Could you reproduce the data below word for word, omitting the pictures?
___
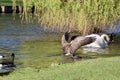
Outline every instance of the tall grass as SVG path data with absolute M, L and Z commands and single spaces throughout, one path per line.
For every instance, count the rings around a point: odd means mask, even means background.
M 23 0 L 25 19 L 34 5 L 38 22 L 44 27 L 89 33 L 94 28 L 113 26 L 120 19 L 120 0 Z M 30 15 L 30 16 L 28 16 Z

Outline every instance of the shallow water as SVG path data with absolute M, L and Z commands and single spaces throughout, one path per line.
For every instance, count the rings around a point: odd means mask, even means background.
M 6 55 L 10 60 L 11 53 L 15 53 L 15 64 L 19 68 L 43 68 L 62 63 L 60 38 L 60 33 L 44 30 L 36 22 L 25 24 L 18 15 L 0 14 L 0 55 Z M 120 56 L 119 42 L 117 37 L 102 51 L 86 53 L 79 49 L 77 54 L 85 58 Z

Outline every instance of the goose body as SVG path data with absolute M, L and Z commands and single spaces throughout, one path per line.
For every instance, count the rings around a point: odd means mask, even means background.
M 11 61 L 10 62 L 1 62 L 0 63 L 0 69 L 6 69 L 6 68 L 10 68 L 10 67 L 15 67 L 14 58 L 15 58 L 15 54 L 12 53 L 11 54 Z
M 4 59 L 5 58 L 5 56 L 0 56 L 0 59 Z
M 61 38 L 61 44 L 65 55 L 74 55 L 75 52 L 82 46 L 95 41 L 94 37 L 77 36 L 68 43 L 69 33 L 66 32 Z
M 87 48 L 106 48 L 108 47 L 108 42 L 110 40 L 109 36 L 106 34 L 102 34 L 101 36 L 98 34 L 91 34 L 91 35 L 87 35 L 86 37 L 96 38 L 94 42 L 84 46 Z

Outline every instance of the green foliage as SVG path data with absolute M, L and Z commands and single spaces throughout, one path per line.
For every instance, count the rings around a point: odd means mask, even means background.
M 30 9 L 44 27 L 77 30 L 88 33 L 97 27 L 113 26 L 120 18 L 120 0 L 23 0 L 26 20 L 32 20 Z

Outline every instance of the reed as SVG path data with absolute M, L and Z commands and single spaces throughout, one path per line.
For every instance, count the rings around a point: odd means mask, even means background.
M 94 28 L 114 27 L 120 19 L 120 0 L 23 0 L 26 20 L 33 20 L 30 13 L 33 5 L 41 25 L 61 31 L 87 34 Z

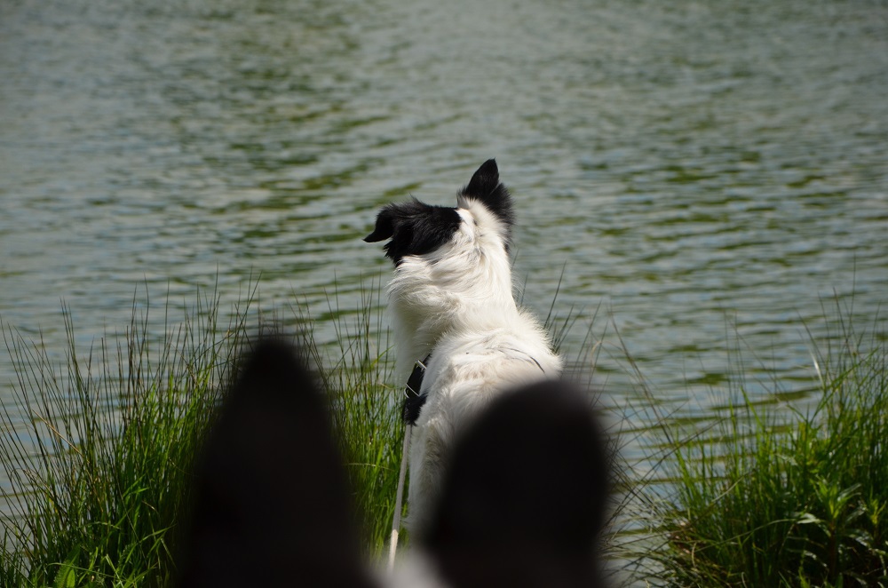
___
▶ [TASK OUTPUT]
Outline every instance of the tall grass as SVG path data with absolute M, L and Z commands and single spaces throughout, one path per line.
For every instance, count the rings around a point: odd means mask, even means background.
M 23 0 L 25 19 L 34 5 L 38 22 L 44 27 L 89 33 L 94 28 L 113 26 L 120 19 L 120 0 Z M 30 15 L 30 16 L 28 16 Z

Outline every instance of the shallow water as SVG path data with absolute M, L and Z commands and single spaces throughout, one path per line.
For every instance, count the rings around a point: odd means mask, even means background.
M 6 55 L 10 60 L 11 53 L 15 53 L 15 64 L 19 68 L 43 68 L 62 63 L 60 38 L 60 33 L 44 30 L 36 22 L 25 24 L 18 15 L 0 14 L 0 55 Z M 120 56 L 119 42 L 117 37 L 102 51 L 86 53 L 79 49 L 77 54 L 85 58 Z

Outline every instance of the goose body as SVG path data with absolute M, L and Z commands and single spaces throughout, one path per line.
For every instance, count the rings around a point: odd means mask, even means background.
M 11 61 L 10 62 L 1 62 L 0 63 L 0 69 L 6 69 L 6 68 L 10 68 L 10 67 L 15 67 L 14 58 L 15 58 L 15 54 L 12 53 L 11 54 Z
M 4 59 L 5 58 L 5 56 L 0 56 L 0 59 Z
M 61 38 L 61 44 L 65 55 L 74 55 L 75 52 L 82 46 L 95 41 L 94 37 L 77 36 L 68 43 L 69 33 L 66 32 Z
M 87 48 L 106 48 L 108 47 L 108 42 L 110 40 L 109 36 L 106 34 L 102 34 L 101 36 L 98 34 L 91 34 L 91 35 L 87 35 L 86 37 L 96 38 L 94 42 L 84 46 Z

Outline every instance of the green foliage as SVG path data with absolute M, L and Z commands and single spaces throughout, one path per line.
For every instance, count the rings around a point: odd means mask, even means background.
M 30 9 L 44 27 L 77 30 L 88 33 L 97 27 L 113 26 L 120 18 L 120 0 L 23 0 L 26 20 L 32 20 Z

Outline every instance of the reed as SVG path data with absolute M, L and Z commands and single spaces throughout, one path per line.
For every instance, count the rings around a point: odd means mask, even means background.
M 94 28 L 114 27 L 120 19 L 120 0 L 23 0 L 26 20 L 33 20 L 30 13 L 33 5 L 41 25 L 61 31 L 87 34 Z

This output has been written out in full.